====== EXERCISE DATA

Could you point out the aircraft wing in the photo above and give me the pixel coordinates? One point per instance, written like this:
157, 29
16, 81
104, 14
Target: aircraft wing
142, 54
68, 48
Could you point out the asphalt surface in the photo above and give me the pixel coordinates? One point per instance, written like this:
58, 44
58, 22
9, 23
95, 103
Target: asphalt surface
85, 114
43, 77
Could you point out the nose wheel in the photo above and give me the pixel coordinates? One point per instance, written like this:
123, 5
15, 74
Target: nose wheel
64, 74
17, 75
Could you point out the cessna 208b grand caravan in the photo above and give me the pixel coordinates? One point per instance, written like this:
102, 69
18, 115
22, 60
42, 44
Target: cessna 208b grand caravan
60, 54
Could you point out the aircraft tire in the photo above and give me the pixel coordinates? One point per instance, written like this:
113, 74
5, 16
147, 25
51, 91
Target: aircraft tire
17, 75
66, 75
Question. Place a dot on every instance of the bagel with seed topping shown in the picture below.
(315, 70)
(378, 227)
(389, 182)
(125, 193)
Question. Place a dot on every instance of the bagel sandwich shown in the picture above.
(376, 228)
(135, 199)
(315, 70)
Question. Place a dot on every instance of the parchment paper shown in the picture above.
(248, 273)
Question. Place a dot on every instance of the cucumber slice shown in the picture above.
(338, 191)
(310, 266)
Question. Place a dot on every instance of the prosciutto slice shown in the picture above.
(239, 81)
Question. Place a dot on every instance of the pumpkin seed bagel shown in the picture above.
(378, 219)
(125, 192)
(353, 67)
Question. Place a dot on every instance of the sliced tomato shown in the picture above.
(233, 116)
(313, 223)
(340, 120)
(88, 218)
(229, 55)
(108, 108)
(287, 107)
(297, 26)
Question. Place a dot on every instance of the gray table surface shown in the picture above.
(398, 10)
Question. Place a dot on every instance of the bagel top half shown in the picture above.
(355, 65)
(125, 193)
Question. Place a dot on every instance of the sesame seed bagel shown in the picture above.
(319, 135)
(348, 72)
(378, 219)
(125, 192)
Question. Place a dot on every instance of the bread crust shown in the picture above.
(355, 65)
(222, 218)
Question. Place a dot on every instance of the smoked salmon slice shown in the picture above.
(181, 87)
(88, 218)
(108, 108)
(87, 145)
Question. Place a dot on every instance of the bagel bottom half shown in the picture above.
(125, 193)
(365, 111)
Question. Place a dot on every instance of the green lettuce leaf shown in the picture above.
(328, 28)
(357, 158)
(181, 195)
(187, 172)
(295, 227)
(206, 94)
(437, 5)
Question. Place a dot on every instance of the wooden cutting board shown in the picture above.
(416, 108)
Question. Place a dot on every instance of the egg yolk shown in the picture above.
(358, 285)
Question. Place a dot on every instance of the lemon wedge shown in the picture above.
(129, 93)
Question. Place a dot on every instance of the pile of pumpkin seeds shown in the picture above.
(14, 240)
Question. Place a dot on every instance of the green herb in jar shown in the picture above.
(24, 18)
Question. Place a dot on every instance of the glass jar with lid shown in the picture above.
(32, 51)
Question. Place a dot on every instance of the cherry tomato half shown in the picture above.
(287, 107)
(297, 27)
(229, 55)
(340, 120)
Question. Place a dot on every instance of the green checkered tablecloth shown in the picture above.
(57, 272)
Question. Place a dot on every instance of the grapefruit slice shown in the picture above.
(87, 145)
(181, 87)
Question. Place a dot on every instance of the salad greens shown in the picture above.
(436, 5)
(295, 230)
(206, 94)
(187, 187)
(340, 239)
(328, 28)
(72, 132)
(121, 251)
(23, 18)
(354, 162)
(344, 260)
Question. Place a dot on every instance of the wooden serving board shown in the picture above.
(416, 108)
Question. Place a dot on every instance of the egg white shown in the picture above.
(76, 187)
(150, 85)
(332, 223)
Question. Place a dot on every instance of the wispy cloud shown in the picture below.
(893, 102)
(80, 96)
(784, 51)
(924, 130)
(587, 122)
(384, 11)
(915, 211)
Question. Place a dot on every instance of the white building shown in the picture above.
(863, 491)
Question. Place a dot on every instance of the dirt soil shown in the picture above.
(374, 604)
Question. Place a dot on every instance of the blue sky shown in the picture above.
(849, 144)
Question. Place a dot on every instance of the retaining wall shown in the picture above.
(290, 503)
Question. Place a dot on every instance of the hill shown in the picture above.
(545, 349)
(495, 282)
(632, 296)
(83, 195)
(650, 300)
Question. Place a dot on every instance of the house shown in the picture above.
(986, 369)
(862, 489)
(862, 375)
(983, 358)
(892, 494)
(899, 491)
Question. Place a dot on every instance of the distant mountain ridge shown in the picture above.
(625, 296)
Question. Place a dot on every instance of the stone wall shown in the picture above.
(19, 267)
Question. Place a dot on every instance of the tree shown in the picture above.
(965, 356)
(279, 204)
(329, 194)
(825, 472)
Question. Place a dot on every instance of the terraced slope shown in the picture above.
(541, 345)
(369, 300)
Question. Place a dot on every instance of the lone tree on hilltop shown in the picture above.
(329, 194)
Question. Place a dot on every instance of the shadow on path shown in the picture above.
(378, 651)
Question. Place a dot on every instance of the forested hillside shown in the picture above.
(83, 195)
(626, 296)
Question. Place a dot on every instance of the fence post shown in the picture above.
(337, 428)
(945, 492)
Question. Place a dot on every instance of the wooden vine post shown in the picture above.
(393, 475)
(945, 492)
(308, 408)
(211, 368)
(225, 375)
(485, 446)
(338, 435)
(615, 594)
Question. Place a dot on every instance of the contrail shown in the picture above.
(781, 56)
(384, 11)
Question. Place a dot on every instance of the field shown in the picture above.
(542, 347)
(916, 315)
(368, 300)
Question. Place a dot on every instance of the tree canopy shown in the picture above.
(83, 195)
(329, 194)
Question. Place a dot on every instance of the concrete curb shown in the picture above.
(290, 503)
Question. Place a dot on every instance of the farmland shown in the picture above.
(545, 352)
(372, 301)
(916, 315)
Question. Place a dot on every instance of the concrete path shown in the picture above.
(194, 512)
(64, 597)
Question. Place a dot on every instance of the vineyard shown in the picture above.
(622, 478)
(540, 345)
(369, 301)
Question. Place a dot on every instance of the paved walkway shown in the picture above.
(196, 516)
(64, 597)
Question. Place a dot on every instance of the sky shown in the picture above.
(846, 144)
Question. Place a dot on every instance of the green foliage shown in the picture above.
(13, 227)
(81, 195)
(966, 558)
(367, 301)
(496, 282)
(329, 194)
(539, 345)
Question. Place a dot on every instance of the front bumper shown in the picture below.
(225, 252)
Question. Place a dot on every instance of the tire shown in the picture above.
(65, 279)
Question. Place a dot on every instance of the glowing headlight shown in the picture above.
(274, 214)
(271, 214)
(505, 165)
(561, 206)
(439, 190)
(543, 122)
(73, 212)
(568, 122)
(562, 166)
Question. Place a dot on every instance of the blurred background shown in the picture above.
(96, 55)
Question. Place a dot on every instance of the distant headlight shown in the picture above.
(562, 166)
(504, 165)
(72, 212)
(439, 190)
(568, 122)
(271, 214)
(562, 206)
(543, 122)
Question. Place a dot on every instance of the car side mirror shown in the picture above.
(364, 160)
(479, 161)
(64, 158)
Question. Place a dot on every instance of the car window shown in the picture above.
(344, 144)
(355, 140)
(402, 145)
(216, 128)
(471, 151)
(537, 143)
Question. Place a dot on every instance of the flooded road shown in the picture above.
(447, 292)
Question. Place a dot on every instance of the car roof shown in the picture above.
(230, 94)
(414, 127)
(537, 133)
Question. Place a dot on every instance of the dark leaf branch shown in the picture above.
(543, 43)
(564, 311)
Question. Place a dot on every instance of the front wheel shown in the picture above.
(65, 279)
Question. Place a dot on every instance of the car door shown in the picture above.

============

HOW TO COMPLETE THIS TASK
In the entries above, find each line with the word "pixel" and show it.

SOLUTION
Could you point out the aircraft wing in the photo above and give me the pixel coordinates? One point per instance, written like this:
Could you point out the asphalt surface in the photo above and give me the pixel coordinates? One point per instance, written like this:
Could you point out the nose wheel in the photo above and give me the pixel coordinates? One point per instance, written like this:
Could you point out the cessna 208b grand caravan in the photo above and give me the pixel coordinates? One point per instance, written like this:
Could you point out the aircraft tire in the photo above and give me the pixel coordinates? One point per instance, written like this:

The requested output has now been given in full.